--- TASK REQUIREMENTS ---
Give the records again in full, exactly as they are.

ENTRIES SHOWN: Begin

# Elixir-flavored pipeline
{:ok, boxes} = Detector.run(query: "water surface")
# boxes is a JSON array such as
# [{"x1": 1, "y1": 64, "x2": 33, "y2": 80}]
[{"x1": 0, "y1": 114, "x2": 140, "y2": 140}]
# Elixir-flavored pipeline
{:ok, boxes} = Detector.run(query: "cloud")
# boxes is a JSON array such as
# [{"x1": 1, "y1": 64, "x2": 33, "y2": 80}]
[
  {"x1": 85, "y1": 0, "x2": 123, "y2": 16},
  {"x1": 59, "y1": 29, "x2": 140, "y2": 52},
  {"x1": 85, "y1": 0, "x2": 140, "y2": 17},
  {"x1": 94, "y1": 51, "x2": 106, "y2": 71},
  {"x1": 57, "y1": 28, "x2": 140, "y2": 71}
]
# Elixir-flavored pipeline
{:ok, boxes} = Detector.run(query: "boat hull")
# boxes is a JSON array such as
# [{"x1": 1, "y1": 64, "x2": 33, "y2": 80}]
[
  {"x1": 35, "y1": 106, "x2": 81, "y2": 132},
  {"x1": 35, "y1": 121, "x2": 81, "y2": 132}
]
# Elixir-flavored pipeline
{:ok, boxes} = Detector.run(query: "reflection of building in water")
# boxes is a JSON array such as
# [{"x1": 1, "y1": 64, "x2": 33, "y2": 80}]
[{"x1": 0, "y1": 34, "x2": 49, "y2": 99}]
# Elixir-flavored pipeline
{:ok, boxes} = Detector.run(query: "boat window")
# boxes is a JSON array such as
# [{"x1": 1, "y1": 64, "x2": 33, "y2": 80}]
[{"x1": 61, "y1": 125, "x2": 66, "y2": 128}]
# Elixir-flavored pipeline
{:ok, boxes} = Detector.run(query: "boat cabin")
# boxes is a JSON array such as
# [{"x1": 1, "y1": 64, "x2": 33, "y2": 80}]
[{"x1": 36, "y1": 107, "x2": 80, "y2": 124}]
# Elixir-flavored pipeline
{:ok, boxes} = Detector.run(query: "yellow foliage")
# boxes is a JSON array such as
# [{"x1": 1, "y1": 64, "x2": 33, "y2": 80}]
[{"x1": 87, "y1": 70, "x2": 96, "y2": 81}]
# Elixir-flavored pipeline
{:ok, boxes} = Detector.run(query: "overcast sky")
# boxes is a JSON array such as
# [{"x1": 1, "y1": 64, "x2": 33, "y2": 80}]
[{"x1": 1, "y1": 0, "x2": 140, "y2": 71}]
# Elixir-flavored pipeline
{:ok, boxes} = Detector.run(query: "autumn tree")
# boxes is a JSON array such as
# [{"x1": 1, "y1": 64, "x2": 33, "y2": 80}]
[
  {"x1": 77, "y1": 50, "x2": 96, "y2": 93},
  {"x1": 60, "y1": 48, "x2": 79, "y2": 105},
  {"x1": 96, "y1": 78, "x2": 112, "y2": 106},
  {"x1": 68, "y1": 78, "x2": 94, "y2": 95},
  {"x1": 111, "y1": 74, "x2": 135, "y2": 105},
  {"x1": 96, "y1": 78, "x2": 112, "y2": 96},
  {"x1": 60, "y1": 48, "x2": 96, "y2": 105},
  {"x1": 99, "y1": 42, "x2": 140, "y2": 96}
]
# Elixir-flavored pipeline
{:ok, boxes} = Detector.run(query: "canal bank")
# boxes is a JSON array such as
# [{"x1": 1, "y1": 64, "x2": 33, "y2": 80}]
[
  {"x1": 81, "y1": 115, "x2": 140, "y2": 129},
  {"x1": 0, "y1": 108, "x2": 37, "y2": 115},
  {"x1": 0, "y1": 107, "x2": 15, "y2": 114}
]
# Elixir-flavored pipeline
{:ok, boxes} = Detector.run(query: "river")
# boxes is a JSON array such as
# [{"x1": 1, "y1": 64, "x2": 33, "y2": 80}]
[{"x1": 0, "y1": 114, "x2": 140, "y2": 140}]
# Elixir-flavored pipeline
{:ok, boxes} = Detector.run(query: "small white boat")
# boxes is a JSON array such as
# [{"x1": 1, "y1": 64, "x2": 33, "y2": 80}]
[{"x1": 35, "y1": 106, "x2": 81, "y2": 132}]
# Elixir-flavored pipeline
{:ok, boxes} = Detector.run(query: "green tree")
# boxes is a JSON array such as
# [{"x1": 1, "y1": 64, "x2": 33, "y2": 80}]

ENTRIES SHOWN: End

--- TASK ANSWER ---
# Elixir-flavored pipeline
{:ok, boxes} = Detector.run(query: "water surface")
# boxes is a JSON array such as
# [{"x1": 1, "y1": 64, "x2": 33, "y2": 80}]
[{"x1": 0, "y1": 114, "x2": 140, "y2": 140}]
# Elixir-flavored pipeline
{:ok, boxes} = Detector.run(query: "cloud")
# boxes is a JSON array such as
# [{"x1": 1, "y1": 64, "x2": 33, "y2": 80}]
[
  {"x1": 85, "y1": 0, "x2": 123, "y2": 16},
  {"x1": 59, "y1": 29, "x2": 140, "y2": 52},
  {"x1": 85, "y1": 0, "x2": 140, "y2": 17},
  {"x1": 94, "y1": 51, "x2": 106, "y2": 71},
  {"x1": 57, "y1": 28, "x2": 140, "y2": 71}
]
# Elixir-flavored pipeline
{:ok, boxes} = Detector.run(query: "boat hull")
# boxes is a JSON array such as
# [{"x1": 1, "y1": 64, "x2": 33, "y2": 80}]
[
  {"x1": 35, "y1": 106, "x2": 81, "y2": 132},
  {"x1": 35, "y1": 121, "x2": 81, "y2": 132}
]
# Elixir-flavored pipeline
{:ok, boxes} = Detector.run(query: "reflection of building in water")
# boxes is a JSON array such as
# [{"x1": 1, "y1": 64, "x2": 33, "y2": 80}]
[{"x1": 0, "y1": 34, "x2": 49, "y2": 99}]
# Elixir-flavored pipeline
{:ok, boxes} = Detector.run(query: "boat window")
# boxes is a JSON array such as
# [{"x1": 1, "y1": 64, "x2": 33, "y2": 80}]
[{"x1": 61, "y1": 125, "x2": 66, "y2": 128}]
# Elixir-flavored pipeline
{:ok, boxes} = Detector.run(query: "boat cabin")
# boxes is a JSON array such as
# [{"x1": 1, "y1": 64, "x2": 33, "y2": 80}]
[{"x1": 36, "y1": 107, "x2": 80, "y2": 124}]
# Elixir-flavored pipeline
{:ok, boxes} = Detector.run(query: "yellow foliage")
# boxes is a JSON array such as
# [{"x1": 1, "y1": 64, "x2": 33, "y2": 80}]
[{"x1": 87, "y1": 70, "x2": 96, "y2": 81}]
# Elixir-flavored pipeline
{:ok, boxes} = Detector.run(query: "overcast sky")
# boxes is a JSON array such as
# [{"x1": 1, "y1": 64, "x2": 33, "y2": 80}]
[{"x1": 1, "y1": 0, "x2": 140, "y2": 71}]
# Elixir-flavored pipeline
{:ok, boxes} = Detector.run(query: "autumn tree")
# boxes is a JSON array such as
# [{"x1": 1, "y1": 64, "x2": 33, "y2": 80}]
[
  {"x1": 77, "y1": 50, "x2": 96, "y2": 93},
  {"x1": 60, "y1": 48, "x2": 79, "y2": 105},
  {"x1": 96, "y1": 78, "x2": 112, "y2": 106},
  {"x1": 68, "y1": 78, "x2": 94, "y2": 95},
  {"x1": 111, "y1": 74, "x2": 135, "y2": 105},
  {"x1": 96, "y1": 78, "x2": 112, "y2": 96},
  {"x1": 60, "y1": 48, "x2": 96, "y2": 105},
  {"x1": 99, "y1": 42, "x2": 140, "y2": 96}
]
# Elixir-flavored pipeline
{:ok, boxes} = Detector.run(query: "canal bank")
# boxes is a JSON array such as
# [{"x1": 1, "y1": 64, "x2": 33, "y2": 80}]
[
  {"x1": 81, "y1": 115, "x2": 140, "y2": 129},
  {"x1": 0, "y1": 108, "x2": 37, "y2": 115},
  {"x1": 0, "y1": 107, "x2": 15, "y2": 114}
]
# Elixir-flavored pipeline
{:ok, boxes} = Detector.run(query: "river")
# boxes is a JSON array such as
# [{"x1": 1, "y1": 64, "x2": 33, "y2": 80}]
[{"x1": 0, "y1": 114, "x2": 140, "y2": 140}]
# Elixir-flavored pipeline
{:ok, boxes} = Detector.run(query: "small white boat")
# boxes is a JSON array such as
# [{"x1": 1, "y1": 64, "x2": 33, "y2": 80}]
[{"x1": 35, "y1": 106, "x2": 81, "y2": 132}]
# Elixir-flavored pipeline
{:ok, boxes} = Detector.run(query: "green tree")
# boxes is a JSON array such as
# [{"x1": 1, "y1": 64, "x2": 33, "y2": 80}]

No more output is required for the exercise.